# DATA EXCERPTS
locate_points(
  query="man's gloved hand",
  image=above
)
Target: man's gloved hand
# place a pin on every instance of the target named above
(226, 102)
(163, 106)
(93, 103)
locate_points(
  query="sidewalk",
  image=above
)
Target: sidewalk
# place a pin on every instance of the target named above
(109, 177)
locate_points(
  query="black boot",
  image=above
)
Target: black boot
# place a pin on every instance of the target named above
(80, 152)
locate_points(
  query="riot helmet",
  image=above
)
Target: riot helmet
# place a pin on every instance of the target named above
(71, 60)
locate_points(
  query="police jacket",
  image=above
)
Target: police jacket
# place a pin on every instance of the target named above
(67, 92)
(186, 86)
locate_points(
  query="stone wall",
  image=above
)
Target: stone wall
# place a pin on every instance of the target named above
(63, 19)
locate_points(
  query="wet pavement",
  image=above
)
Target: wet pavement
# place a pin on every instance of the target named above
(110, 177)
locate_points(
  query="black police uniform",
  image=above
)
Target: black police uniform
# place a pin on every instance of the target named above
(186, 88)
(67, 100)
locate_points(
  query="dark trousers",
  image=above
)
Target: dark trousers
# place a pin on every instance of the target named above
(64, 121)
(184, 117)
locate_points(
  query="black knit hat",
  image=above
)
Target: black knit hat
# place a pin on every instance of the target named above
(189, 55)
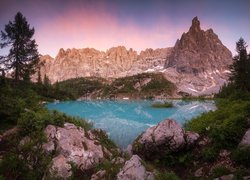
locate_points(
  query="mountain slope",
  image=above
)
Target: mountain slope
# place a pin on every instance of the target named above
(198, 63)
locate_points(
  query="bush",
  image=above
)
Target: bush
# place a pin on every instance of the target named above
(209, 154)
(32, 122)
(219, 171)
(242, 156)
(225, 126)
(162, 105)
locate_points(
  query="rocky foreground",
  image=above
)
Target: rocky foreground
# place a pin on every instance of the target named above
(198, 64)
(88, 153)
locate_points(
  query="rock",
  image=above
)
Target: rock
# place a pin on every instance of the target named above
(224, 153)
(246, 139)
(88, 62)
(204, 141)
(167, 131)
(128, 150)
(199, 62)
(191, 137)
(198, 172)
(74, 145)
(118, 160)
(134, 170)
(225, 177)
(100, 175)
(167, 136)
(60, 167)
(9, 133)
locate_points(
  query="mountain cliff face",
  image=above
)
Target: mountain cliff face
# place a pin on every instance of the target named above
(115, 62)
(197, 64)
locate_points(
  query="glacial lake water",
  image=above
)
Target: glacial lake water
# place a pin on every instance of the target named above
(124, 120)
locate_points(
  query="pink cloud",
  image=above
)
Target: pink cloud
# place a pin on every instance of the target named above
(86, 28)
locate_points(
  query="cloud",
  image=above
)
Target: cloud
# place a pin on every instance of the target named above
(100, 29)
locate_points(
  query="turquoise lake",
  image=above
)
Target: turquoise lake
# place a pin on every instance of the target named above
(124, 120)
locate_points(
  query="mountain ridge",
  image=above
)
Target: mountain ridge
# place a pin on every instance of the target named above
(197, 64)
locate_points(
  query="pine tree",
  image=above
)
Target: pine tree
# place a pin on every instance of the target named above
(240, 68)
(39, 78)
(46, 81)
(23, 55)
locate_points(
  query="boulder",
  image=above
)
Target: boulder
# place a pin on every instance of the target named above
(225, 177)
(198, 172)
(74, 145)
(60, 167)
(167, 136)
(134, 170)
(100, 175)
(118, 160)
(246, 139)
(191, 138)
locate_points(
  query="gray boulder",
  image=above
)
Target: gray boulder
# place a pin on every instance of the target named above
(74, 145)
(134, 170)
(60, 167)
(167, 136)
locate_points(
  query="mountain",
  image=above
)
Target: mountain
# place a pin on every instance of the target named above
(197, 64)
(115, 62)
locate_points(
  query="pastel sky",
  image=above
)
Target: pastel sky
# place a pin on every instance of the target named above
(137, 24)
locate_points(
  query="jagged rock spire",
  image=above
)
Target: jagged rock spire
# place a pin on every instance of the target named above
(195, 27)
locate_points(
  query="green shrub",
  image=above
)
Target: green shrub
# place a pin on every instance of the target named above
(219, 171)
(242, 156)
(111, 169)
(162, 105)
(225, 126)
(209, 154)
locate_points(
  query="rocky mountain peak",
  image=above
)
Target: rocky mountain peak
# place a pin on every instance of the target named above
(199, 50)
(195, 27)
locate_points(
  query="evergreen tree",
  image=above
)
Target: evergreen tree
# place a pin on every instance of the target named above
(240, 68)
(23, 55)
(46, 81)
(39, 79)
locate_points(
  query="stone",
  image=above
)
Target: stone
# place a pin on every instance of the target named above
(9, 133)
(191, 137)
(198, 63)
(226, 177)
(134, 170)
(167, 136)
(100, 175)
(128, 150)
(74, 144)
(167, 131)
(60, 167)
(246, 139)
(118, 160)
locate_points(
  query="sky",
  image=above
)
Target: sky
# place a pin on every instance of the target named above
(137, 24)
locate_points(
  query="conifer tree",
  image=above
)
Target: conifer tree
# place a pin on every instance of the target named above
(240, 68)
(23, 55)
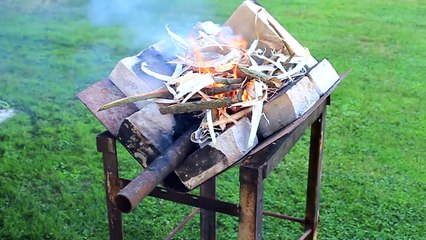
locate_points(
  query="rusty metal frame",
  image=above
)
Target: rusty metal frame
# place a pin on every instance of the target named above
(253, 170)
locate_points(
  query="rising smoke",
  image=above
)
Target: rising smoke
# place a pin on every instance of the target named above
(144, 20)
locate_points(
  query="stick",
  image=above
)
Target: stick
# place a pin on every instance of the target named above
(218, 90)
(196, 106)
(271, 81)
(163, 93)
(234, 117)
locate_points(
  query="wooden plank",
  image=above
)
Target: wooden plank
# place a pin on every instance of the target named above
(314, 176)
(147, 133)
(213, 159)
(102, 93)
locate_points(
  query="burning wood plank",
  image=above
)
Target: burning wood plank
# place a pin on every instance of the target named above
(101, 93)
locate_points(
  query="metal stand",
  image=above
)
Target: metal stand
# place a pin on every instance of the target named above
(253, 170)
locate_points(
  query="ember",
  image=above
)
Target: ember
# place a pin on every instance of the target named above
(238, 83)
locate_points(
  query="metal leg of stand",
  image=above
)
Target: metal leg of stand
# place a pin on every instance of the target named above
(314, 177)
(107, 146)
(208, 218)
(251, 202)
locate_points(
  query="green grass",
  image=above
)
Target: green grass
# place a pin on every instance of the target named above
(374, 184)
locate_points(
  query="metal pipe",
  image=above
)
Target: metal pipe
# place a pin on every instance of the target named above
(127, 199)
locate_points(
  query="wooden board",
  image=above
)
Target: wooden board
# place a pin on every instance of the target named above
(102, 93)
(288, 106)
(213, 159)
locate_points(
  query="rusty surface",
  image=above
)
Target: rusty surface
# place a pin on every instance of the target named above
(314, 176)
(160, 167)
(268, 158)
(207, 217)
(106, 145)
(286, 217)
(101, 93)
(305, 234)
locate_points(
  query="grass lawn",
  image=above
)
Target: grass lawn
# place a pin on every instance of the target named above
(374, 177)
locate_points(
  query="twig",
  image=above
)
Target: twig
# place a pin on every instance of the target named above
(162, 93)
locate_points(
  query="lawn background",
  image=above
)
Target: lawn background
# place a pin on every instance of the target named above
(51, 178)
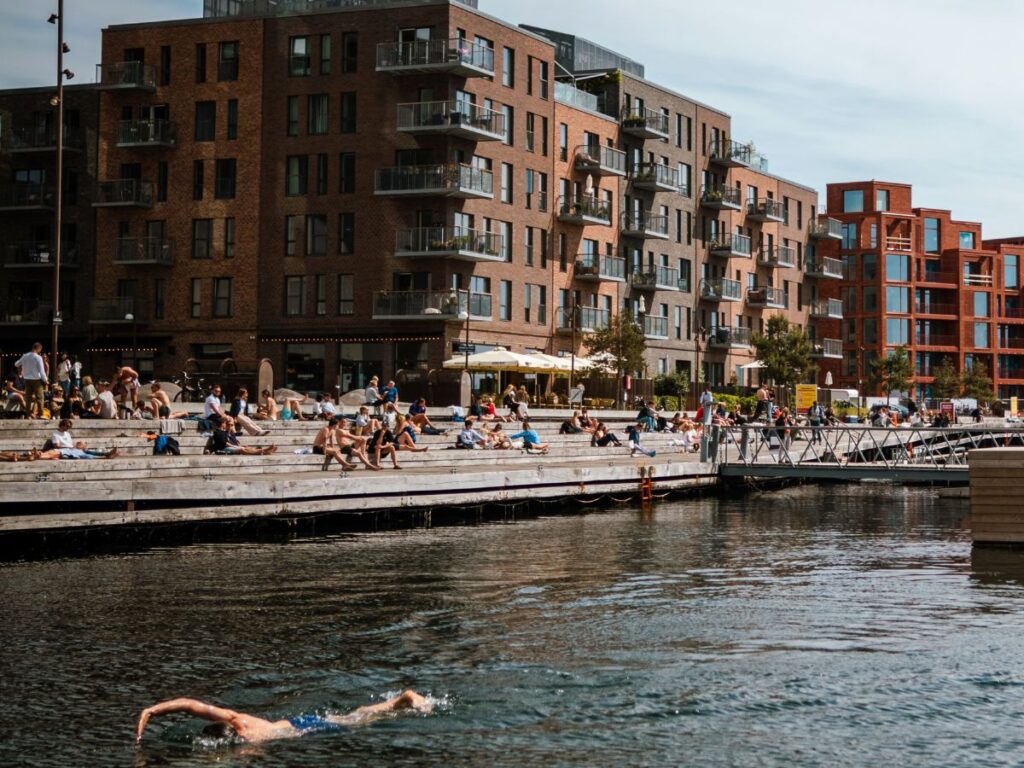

# WHAT IS EXPECTED
Copy every line in the records that contains the string "frame". Case counts, so a line matches only if its letters have the same capitalization as the string.

# RESPONSE TO THIS TASK
  query="rusty metal frame",
Target: rusty metal frame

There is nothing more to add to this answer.